▸ **Goal**:
Quote the material word for word, from its first line up to and including the line that contains "(1170, 653)".

___ Raw records ___

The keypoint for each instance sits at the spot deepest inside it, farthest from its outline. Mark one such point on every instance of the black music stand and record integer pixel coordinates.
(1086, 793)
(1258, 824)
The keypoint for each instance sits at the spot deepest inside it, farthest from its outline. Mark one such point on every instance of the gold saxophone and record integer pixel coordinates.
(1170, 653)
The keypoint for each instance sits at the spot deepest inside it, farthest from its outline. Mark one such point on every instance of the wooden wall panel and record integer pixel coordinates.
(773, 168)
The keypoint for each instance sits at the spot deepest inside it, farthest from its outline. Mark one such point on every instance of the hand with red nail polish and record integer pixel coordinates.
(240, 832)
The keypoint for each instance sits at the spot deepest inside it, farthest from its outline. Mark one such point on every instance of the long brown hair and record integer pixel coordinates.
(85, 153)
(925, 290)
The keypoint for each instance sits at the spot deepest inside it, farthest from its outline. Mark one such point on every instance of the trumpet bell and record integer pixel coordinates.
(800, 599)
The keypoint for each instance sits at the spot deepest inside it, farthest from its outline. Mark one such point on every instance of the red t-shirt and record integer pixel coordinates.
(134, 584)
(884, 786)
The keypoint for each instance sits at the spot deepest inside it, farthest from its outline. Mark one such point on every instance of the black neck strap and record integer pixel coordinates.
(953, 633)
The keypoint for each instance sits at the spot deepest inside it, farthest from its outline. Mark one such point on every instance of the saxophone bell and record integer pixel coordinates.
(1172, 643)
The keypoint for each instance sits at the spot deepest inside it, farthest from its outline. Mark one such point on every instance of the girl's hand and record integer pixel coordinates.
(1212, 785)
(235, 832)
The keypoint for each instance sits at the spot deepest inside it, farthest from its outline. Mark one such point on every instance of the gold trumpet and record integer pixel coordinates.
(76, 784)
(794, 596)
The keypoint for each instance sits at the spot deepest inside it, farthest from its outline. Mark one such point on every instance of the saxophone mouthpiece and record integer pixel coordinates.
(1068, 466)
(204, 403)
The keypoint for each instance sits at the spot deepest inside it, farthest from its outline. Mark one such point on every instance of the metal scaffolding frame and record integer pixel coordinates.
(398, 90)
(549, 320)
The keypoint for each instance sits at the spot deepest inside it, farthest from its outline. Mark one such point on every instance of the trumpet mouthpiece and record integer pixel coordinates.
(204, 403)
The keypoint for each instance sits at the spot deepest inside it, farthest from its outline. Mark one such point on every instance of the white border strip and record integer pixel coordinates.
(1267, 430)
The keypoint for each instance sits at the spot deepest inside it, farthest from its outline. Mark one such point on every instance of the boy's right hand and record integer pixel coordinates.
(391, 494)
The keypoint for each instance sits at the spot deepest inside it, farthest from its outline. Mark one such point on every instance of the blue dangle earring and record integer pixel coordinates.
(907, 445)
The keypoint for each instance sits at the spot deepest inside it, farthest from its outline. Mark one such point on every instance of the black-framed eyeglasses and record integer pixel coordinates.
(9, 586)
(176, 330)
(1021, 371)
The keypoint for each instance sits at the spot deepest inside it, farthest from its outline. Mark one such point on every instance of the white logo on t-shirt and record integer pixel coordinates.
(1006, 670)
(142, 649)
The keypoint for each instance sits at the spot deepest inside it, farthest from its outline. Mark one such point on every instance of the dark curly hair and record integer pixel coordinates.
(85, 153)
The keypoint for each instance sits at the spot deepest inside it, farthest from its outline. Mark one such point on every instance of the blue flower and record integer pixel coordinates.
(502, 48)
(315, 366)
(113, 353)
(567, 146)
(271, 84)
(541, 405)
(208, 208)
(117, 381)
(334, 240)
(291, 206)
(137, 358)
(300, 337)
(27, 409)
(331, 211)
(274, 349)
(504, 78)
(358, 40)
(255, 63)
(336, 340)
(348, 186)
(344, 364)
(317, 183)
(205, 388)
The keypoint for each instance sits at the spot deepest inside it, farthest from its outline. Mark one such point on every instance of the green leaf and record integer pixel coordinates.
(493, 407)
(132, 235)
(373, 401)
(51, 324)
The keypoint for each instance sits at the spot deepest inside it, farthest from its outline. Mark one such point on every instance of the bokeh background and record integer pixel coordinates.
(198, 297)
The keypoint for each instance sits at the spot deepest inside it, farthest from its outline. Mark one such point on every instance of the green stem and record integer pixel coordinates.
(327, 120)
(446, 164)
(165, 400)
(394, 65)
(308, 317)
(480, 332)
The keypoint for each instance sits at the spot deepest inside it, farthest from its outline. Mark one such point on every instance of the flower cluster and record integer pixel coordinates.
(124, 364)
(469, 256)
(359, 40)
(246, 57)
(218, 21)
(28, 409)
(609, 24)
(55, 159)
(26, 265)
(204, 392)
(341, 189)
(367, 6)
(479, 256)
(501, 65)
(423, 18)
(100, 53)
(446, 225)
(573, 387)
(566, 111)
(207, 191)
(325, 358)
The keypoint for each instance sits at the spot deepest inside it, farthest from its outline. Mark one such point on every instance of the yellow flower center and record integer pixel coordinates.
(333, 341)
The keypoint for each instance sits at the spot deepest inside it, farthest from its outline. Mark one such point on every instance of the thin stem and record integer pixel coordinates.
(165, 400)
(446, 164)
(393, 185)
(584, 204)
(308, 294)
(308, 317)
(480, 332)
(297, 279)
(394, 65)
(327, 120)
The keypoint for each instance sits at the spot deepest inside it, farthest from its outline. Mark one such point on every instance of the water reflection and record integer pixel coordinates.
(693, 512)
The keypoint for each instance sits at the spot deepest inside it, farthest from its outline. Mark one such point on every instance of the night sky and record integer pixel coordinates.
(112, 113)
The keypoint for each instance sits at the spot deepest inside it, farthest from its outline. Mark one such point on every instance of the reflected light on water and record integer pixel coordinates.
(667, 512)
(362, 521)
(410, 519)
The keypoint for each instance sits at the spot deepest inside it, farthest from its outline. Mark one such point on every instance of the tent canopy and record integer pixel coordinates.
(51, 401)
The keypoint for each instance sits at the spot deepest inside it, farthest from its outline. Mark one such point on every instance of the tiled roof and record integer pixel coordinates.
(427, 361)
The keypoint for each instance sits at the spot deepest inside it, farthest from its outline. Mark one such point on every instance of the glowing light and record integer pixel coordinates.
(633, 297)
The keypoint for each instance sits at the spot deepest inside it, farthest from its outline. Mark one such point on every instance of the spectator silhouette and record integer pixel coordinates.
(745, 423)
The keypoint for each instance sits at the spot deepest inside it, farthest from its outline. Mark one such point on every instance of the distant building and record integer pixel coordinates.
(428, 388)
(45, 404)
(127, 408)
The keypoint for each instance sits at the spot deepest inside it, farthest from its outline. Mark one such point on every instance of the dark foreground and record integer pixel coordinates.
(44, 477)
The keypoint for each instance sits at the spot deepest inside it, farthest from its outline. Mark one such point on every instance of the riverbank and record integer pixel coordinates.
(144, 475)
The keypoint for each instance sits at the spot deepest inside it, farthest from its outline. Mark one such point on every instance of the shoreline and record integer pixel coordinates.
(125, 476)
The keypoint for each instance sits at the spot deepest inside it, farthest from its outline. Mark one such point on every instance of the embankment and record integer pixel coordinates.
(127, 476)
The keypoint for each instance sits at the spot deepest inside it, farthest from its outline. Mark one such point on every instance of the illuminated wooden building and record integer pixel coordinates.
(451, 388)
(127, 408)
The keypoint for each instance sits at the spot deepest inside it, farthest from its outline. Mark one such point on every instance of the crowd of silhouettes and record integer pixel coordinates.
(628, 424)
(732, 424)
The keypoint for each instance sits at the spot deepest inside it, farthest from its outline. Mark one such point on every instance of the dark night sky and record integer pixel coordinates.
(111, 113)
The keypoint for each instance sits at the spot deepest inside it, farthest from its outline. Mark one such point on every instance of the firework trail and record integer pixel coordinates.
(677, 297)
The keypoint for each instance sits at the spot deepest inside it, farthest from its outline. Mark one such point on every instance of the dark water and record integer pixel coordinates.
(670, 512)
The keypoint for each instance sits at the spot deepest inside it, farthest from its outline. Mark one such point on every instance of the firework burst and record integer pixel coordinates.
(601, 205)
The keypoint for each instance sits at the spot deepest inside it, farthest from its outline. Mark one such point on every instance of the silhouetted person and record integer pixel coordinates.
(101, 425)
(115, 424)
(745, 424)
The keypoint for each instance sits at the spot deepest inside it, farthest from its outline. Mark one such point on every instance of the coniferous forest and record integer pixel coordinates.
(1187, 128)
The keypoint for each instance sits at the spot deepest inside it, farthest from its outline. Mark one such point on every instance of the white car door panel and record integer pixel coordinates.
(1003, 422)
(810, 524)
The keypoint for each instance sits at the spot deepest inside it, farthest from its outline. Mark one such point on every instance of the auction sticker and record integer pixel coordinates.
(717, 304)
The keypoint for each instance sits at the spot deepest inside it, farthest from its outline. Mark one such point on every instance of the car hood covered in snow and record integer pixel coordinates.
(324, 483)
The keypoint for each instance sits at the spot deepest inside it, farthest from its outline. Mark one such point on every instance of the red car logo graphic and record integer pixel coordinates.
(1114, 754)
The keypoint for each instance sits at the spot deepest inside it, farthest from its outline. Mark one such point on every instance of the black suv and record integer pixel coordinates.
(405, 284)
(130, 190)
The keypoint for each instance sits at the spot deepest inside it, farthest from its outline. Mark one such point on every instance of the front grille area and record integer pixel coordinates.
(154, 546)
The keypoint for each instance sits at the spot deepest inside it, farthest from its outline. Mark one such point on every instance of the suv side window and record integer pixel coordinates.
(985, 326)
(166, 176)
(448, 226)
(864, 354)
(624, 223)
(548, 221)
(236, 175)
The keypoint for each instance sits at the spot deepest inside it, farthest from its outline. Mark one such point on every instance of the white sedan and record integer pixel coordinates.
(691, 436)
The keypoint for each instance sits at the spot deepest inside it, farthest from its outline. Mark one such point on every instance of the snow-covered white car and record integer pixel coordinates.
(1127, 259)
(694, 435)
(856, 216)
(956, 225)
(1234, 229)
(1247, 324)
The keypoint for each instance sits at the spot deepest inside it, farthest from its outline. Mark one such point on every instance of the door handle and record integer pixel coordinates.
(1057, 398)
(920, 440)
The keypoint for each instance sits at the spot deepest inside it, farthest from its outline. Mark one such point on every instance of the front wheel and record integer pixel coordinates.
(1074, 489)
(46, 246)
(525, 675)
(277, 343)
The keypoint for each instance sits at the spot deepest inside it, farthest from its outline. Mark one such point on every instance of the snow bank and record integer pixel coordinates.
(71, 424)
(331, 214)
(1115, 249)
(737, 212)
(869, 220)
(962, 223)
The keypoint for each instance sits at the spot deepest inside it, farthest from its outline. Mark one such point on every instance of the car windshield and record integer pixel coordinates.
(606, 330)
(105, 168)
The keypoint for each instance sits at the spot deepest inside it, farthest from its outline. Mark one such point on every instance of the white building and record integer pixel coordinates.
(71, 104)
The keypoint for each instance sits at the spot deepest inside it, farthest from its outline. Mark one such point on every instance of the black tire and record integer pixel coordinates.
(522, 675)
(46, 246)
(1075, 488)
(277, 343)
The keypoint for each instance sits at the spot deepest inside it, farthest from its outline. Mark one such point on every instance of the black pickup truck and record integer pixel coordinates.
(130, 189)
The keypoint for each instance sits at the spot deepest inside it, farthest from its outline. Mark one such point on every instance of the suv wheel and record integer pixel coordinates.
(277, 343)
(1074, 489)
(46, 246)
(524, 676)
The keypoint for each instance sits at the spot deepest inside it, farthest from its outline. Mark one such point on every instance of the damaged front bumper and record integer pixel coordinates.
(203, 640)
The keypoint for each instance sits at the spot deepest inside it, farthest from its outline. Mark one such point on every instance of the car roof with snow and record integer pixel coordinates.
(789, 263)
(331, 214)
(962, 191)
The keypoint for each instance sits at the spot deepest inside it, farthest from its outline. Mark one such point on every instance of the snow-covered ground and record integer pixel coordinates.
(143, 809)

___

▸ **Exercise output**:
The keypoint for each instance sits at the spot deepest inside it, farthest from its outline. Mark one such point on every instance of the black music stand and record integer pixel coordinates.
(1086, 793)
(1258, 824)
The keypoint for each instance sits at the spot deepest inside it, farthest from its outline. Mark one such point on every instance of the gold saxophone and record integer pixel coordinates.
(1170, 653)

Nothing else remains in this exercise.